- [What you need to do]
1. In the passage about air quality, who has been developing a system for planning the commute with the least pollution?
2. Reproduce the part of the air quality passage that runs from "What happens on" up to and including "about electric cars?".

- [Passage]
>>>>
Ben Valsler met up with Jo Dicks, Principal Scientific Officer for Cambridge Council, to find out how urban air quality is measured...
Hand-held environmental monitors would allow people to track their own exposure to pollutants - Professor Rod Jones has been developing a system that allows you to plan the lowest pollutant commute!
We sent Meera out and about in Cambridge to find out how to monitor the atmosphere on the move...
What happens on the sea shore can impact on the atmosphere across the country, as Stephen Ashworth explained to Chris...
Questions

What's so good about electric cars?
Chris Smith - Well I think that Paul has a point which is that there’s no such thing as a free lunch. If you are suing energy it’s got to come from somewhere but the benefit in electric car offers is that it doesn’t produce pollution once it’s working as an electric car, obviously the pollution is all in one place, the power station, and that means that mitigating strategies to recover the waste from the power station, the CO2, the particles etc. can be done locally where the power station is and probably more effectively than fitting scrubbers and things which will be less efficient to a car and also individual cars are all going to be inherently less efficient than one giant power station.
<<<<
Stored dataset items:
>>>>
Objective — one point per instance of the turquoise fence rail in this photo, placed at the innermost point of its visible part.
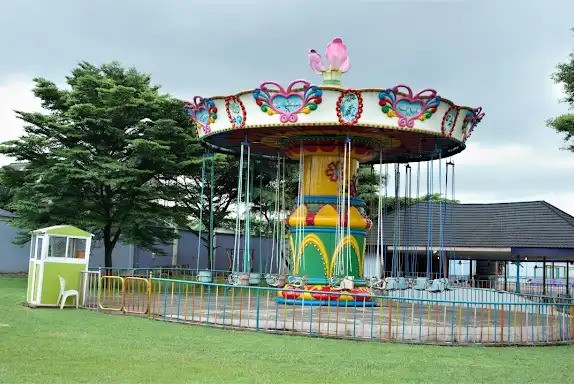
(400, 319)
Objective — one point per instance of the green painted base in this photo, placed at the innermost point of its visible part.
(44, 284)
(317, 253)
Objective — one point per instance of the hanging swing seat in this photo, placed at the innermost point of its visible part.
(396, 283)
(204, 276)
(345, 283)
(297, 281)
(276, 280)
(439, 285)
(421, 283)
(238, 279)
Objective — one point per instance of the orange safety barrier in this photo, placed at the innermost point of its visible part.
(111, 293)
(127, 294)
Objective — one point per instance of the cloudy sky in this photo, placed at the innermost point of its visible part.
(495, 53)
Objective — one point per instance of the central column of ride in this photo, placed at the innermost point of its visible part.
(327, 230)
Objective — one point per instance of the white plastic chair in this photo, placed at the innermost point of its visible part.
(64, 294)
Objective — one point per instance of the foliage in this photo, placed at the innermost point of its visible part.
(99, 157)
(564, 124)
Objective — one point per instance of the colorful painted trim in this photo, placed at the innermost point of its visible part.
(357, 232)
(409, 108)
(288, 103)
(449, 121)
(349, 107)
(470, 121)
(235, 112)
(202, 112)
(355, 201)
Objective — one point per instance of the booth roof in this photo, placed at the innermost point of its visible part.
(63, 230)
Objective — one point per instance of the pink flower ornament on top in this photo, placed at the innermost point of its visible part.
(202, 111)
(337, 59)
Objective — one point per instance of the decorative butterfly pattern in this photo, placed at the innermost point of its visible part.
(202, 111)
(410, 107)
(287, 102)
(470, 121)
(235, 112)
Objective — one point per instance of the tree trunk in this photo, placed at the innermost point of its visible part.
(108, 250)
(210, 236)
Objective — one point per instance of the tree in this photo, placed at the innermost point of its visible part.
(564, 124)
(99, 158)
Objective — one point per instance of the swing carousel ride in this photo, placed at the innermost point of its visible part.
(329, 130)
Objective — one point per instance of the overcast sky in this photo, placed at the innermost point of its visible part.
(494, 53)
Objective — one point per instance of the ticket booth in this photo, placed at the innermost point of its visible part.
(57, 256)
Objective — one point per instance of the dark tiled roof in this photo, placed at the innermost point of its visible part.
(535, 224)
(5, 213)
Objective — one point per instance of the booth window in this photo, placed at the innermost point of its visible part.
(64, 247)
(77, 248)
(57, 246)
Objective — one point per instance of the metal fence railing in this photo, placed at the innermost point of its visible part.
(460, 315)
(409, 320)
(89, 283)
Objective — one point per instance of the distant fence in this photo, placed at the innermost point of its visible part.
(398, 315)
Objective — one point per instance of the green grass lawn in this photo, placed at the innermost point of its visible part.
(80, 346)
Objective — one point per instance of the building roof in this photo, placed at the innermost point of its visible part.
(5, 213)
(532, 224)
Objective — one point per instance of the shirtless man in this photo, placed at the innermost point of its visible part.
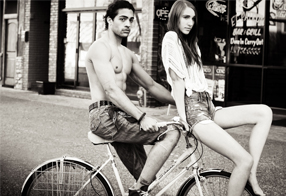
(112, 115)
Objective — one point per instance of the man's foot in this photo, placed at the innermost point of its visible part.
(139, 192)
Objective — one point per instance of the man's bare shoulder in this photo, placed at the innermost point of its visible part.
(99, 47)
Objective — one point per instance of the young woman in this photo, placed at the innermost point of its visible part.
(182, 61)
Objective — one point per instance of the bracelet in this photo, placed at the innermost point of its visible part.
(141, 117)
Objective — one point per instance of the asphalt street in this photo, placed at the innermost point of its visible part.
(36, 128)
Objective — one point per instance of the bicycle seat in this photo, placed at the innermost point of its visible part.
(96, 139)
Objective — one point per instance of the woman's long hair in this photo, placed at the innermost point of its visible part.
(189, 41)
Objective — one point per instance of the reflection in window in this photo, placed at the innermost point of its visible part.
(277, 39)
(70, 46)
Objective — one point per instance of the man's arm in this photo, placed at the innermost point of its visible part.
(100, 56)
(139, 75)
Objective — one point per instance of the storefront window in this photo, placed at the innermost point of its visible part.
(277, 33)
(70, 45)
(85, 40)
(212, 20)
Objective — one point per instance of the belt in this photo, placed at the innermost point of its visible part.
(99, 103)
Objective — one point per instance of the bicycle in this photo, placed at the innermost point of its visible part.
(73, 176)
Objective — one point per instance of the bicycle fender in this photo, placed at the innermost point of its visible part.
(64, 158)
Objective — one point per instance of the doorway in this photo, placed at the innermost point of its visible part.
(10, 51)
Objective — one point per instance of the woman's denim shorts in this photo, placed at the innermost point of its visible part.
(199, 108)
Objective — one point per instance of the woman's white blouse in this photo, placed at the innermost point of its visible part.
(173, 58)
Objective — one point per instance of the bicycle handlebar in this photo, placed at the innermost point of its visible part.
(166, 123)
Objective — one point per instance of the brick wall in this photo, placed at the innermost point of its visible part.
(19, 73)
(53, 40)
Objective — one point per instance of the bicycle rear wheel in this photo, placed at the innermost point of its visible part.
(65, 176)
(213, 182)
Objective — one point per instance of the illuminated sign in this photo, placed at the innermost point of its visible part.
(216, 6)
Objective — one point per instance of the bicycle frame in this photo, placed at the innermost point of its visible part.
(188, 153)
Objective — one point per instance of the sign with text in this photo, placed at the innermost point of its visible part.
(161, 13)
(278, 9)
(246, 45)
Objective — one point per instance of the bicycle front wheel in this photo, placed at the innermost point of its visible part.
(212, 182)
(66, 176)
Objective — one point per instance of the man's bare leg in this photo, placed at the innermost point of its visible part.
(157, 157)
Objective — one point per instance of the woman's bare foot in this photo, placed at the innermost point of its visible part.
(255, 186)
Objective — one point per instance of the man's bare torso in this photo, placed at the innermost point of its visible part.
(121, 61)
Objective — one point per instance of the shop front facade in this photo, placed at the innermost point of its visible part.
(242, 45)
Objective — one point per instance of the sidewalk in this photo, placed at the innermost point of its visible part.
(35, 128)
(158, 112)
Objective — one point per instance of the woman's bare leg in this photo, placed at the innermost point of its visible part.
(258, 115)
(220, 141)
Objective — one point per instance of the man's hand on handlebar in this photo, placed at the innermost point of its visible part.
(149, 124)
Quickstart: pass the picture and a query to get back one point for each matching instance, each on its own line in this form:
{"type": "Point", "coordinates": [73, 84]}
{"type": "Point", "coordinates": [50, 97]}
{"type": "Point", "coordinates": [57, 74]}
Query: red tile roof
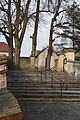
{"type": "Point", "coordinates": [4, 47]}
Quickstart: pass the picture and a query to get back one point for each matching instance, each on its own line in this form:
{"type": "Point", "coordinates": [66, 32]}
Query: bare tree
{"type": "Point", "coordinates": [56, 6]}
{"type": "Point", "coordinates": [13, 21]}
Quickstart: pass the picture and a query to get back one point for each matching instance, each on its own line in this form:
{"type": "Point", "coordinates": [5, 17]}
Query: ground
{"type": "Point", "coordinates": [50, 111]}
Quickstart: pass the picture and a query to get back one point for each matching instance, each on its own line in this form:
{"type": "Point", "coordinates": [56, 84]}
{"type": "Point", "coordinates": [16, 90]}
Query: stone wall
{"type": "Point", "coordinates": [73, 68]}
{"type": "Point", "coordinates": [24, 62]}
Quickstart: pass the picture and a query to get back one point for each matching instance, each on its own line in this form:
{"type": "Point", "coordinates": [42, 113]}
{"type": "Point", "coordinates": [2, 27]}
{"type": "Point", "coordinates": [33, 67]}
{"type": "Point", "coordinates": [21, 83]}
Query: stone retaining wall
{"type": "Point", "coordinates": [24, 62]}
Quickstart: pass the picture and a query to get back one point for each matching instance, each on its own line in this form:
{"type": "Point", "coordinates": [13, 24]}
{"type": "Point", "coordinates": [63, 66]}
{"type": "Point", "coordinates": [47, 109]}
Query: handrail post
{"type": "Point", "coordinates": [45, 77]}
{"type": "Point", "coordinates": [52, 81]}
{"type": "Point", "coordinates": [61, 85]}
{"type": "Point", "coordinates": [41, 74]}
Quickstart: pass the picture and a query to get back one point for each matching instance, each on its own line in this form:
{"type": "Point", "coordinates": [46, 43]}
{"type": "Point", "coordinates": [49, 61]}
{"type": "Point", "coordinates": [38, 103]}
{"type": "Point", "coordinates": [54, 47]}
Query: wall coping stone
{"type": "Point", "coordinates": [8, 104]}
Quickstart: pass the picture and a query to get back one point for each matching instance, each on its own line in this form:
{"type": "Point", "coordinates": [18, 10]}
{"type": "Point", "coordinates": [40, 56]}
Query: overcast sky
{"type": "Point", "coordinates": [43, 35]}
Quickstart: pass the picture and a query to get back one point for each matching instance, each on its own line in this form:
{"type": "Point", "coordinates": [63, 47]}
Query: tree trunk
{"type": "Point", "coordinates": [17, 54]}
{"type": "Point", "coordinates": [34, 37]}
{"type": "Point", "coordinates": [50, 45]}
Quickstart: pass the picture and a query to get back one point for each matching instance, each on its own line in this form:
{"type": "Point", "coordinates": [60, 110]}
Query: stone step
{"type": "Point", "coordinates": [49, 96]}
{"type": "Point", "coordinates": [40, 88]}
{"type": "Point", "coordinates": [50, 100]}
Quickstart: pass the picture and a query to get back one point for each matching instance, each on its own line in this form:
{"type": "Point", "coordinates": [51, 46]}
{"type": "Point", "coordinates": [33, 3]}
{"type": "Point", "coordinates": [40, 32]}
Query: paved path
{"type": "Point", "coordinates": [50, 111]}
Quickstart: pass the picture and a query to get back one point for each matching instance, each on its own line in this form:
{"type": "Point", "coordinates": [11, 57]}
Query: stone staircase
{"type": "Point", "coordinates": [41, 86]}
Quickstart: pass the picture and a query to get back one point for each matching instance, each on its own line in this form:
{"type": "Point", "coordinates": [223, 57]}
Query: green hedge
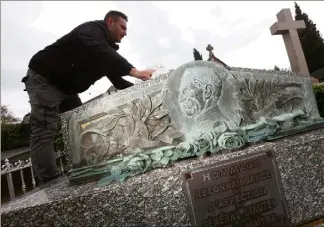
{"type": "Point", "coordinates": [14, 136]}
{"type": "Point", "coordinates": [17, 135]}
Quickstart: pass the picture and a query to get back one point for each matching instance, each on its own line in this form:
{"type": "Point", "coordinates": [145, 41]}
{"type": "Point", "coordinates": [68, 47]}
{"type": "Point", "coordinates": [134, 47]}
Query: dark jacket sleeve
{"type": "Point", "coordinates": [106, 57]}
{"type": "Point", "coordinates": [119, 82]}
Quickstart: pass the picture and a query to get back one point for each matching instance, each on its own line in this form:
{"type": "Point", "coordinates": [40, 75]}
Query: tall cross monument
{"type": "Point", "coordinates": [287, 27]}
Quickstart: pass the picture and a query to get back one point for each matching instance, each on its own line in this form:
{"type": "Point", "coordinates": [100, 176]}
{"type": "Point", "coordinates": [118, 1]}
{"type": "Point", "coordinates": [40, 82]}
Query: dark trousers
{"type": "Point", "coordinates": [46, 103]}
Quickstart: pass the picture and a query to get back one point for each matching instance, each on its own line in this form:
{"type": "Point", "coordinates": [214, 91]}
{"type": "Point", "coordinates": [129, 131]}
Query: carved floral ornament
{"type": "Point", "coordinates": [142, 137]}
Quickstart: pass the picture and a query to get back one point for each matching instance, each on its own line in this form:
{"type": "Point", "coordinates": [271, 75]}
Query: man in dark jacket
{"type": "Point", "coordinates": [65, 68]}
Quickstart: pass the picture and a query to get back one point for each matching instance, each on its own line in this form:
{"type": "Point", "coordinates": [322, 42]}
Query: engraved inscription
{"type": "Point", "coordinates": [244, 192]}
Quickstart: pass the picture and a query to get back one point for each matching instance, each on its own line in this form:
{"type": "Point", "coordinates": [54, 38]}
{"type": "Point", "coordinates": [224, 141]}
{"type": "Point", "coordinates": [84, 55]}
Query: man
{"type": "Point", "coordinates": [65, 68]}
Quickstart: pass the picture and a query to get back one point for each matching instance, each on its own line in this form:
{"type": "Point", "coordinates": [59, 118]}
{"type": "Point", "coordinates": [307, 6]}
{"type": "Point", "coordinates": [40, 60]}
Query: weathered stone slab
{"type": "Point", "coordinates": [158, 198]}
{"type": "Point", "coordinates": [200, 107]}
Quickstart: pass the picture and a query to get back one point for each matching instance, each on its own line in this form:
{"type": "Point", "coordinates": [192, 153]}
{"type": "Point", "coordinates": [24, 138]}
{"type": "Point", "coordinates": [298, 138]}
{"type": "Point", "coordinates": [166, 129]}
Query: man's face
{"type": "Point", "coordinates": [117, 29]}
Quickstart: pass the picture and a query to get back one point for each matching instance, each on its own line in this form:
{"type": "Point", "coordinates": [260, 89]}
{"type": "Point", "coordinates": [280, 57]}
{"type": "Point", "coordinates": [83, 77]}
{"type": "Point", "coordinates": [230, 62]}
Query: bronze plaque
{"type": "Point", "coordinates": [244, 192]}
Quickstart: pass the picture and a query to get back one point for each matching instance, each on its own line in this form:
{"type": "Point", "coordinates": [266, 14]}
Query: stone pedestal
{"type": "Point", "coordinates": [157, 198]}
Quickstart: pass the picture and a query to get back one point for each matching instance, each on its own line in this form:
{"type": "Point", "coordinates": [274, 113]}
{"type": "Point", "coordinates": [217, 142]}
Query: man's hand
{"type": "Point", "coordinates": [142, 75]}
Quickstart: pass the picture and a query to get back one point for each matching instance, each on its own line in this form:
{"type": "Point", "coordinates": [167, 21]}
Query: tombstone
{"type": "Point", "coordinates": [262, 124]}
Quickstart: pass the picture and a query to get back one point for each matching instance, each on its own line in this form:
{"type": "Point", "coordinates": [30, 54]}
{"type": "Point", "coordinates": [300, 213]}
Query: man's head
{"type": "Point", "coordinates": [117, 25]}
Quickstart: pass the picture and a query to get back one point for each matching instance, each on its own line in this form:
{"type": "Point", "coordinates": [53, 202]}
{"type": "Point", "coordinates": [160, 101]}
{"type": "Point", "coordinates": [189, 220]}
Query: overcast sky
{"type": "Point", "coordinates": [159, 33]}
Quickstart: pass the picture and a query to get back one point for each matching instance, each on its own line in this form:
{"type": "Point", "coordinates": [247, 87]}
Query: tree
{"type": "Point", "coordinates": [311, 41]}
{"type": "Point", "coordinates": [197, 55]}
{"type": "Point", "coordinates": [7, 116]}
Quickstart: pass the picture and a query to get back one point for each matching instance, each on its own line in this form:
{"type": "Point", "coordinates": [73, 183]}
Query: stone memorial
{"type": "Point", "coordinates": [245, 192]}
{"type": "Point", "coordinates": [287, 27]}
{"type": "Point", "coordinates": [132, 154]}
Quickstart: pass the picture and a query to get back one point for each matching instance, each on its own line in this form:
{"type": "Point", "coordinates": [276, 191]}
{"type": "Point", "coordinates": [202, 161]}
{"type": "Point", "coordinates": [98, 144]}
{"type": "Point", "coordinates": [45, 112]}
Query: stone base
{"type": "Point", "coordinates": [157, 198]}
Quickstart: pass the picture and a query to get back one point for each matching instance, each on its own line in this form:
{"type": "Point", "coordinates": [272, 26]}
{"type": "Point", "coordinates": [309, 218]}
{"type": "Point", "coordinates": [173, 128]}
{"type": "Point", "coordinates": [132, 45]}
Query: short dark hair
{"type": "Point", "coordinates": [115, 15]}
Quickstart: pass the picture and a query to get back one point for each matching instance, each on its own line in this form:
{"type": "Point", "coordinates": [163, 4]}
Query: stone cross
{"type": "Point", "coordinates": [287, 27]}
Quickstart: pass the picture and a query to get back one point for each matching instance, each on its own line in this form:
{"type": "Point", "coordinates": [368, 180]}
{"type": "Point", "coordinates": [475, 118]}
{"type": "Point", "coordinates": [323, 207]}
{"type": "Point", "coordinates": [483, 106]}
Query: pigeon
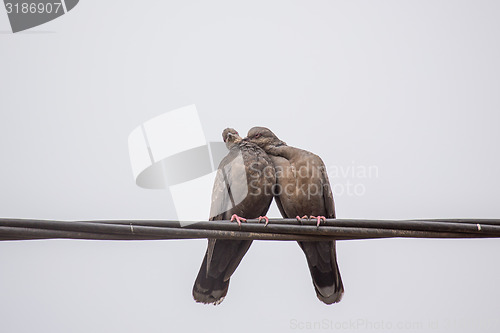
{"type": "Point", "coordinates": [303, 189]}
{"type": "Point", "coordinates": [243, 188]}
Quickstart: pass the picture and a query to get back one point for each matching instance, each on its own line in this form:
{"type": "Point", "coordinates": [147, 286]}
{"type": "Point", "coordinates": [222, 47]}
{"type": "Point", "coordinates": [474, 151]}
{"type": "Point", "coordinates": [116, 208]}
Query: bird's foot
{"type": "Point", "coordinates": [319, 218]}
{"type": "Point", "coordinates": [265, 219]}
{"type": "Point", "coordinates": [238, 219]}
{"type": "Point", "coordinates": [301, 218]}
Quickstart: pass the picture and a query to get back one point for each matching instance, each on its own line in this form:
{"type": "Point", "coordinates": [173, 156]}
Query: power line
{"type": "Point", "coordinates": [277, 229]}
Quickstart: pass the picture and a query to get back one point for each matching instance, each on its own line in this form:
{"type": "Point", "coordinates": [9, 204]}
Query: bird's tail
{"type": "Point", "coordinates": [322, 260]}
{"type": "Point", "coordinates": [220, 262]}
{"type": "Point", "coordinates": [208, 289]}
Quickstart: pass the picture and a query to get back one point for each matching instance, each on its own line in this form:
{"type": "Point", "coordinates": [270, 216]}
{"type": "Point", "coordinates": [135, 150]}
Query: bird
{"type": "Point", "coordinates": [243, 188]}
{"type": "Point", "coordinates": [302, 190]}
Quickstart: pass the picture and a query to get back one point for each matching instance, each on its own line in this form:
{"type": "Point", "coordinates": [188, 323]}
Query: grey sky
{"type": "Point", "coordinates": [410, 87]}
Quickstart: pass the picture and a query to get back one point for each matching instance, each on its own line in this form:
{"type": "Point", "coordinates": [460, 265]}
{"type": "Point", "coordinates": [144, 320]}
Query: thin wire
{"type": "Point", "coordinates": [277, 229]}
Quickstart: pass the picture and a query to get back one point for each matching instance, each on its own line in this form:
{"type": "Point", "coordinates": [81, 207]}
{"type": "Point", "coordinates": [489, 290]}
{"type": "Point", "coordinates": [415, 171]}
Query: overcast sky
{"type": "Point", "coordinates": [407, 89]}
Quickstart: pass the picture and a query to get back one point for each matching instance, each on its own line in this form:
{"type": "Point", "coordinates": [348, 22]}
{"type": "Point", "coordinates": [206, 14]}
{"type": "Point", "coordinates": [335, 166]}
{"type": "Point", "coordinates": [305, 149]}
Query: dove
{"type": "Point", "coordinates": [303, 189]}
{"type": "Point", "coordinates": [243, 188]}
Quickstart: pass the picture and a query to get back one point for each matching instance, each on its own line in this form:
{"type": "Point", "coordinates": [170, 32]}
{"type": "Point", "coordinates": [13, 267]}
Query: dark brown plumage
{"type": "Point", "coordinates": [243, 186]}
{"type": "Point", "coordinates": [302, 189]}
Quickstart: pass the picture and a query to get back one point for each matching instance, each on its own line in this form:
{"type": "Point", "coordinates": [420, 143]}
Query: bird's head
{"type": "Point", "coordinates": [263, 137]}
{"type": "Point", "coordinates": [231, 137]}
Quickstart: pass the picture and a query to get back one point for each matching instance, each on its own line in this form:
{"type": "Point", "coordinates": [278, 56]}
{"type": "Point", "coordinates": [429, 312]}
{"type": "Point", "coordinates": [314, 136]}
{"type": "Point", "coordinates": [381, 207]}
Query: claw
{"type": "Point", "coordinates": [238, 219]}
{"type": "Point", "coordinates": [319, 218]}
{"type": "Point", "coordinates": [265, 219]}
{"type": "Point", "coordinates": [301, 218]}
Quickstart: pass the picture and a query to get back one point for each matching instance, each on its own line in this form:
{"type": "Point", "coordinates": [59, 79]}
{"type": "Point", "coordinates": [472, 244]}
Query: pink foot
{"type": "Point", "coordinates": [301, 218]}
{"type": "Point", "coordinates": [319, 218]}
{"type": "Point", "coordinates": [238, 219]}
{"type": "Point", "coordinates": [265, 219]}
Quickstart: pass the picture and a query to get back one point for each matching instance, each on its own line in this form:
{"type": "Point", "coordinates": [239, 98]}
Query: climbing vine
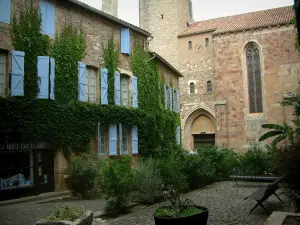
{"type": "Point", "coordinates": [111, 56]}
{"type": "Point", "coordinates": [26, 37]}
{"type": "Point", "coordinates": [68, 48]}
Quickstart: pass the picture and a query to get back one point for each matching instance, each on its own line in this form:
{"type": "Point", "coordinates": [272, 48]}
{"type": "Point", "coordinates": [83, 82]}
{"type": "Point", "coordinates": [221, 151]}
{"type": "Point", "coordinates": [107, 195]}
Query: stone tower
{"type": "Point", "coordinates": [110, 7]}
{"type": "Point", "coordinates": [165, 19]}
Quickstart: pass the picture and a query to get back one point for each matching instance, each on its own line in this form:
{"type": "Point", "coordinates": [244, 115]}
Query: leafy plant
{"type": "Point", "coordinates": [68, 48]}
{"type": "Point", "coordinates": [65, 212]}
{"type": "Point", "coordinates": [148, 183]}
{"type": "Point", "coordinates": [116, 183]}
{"type": "Point", "coordinates": [82, 172]}
{"type": "Point", "coordinates": [111, 58]}
{"type": "Point", "coordinates": [26, 36]}
{"type": "Point", "coordinates": [279, 132]}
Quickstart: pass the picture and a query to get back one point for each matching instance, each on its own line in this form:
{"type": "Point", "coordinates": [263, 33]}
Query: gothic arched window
<<<<
- [Outputs for the tasks]
1. Professor Rod Jones

2.
What happens on the sea shore can impact on the atmosphere across the country, as Stephen Ashworth explained to Chris...
Questions

What's so good about electric cars?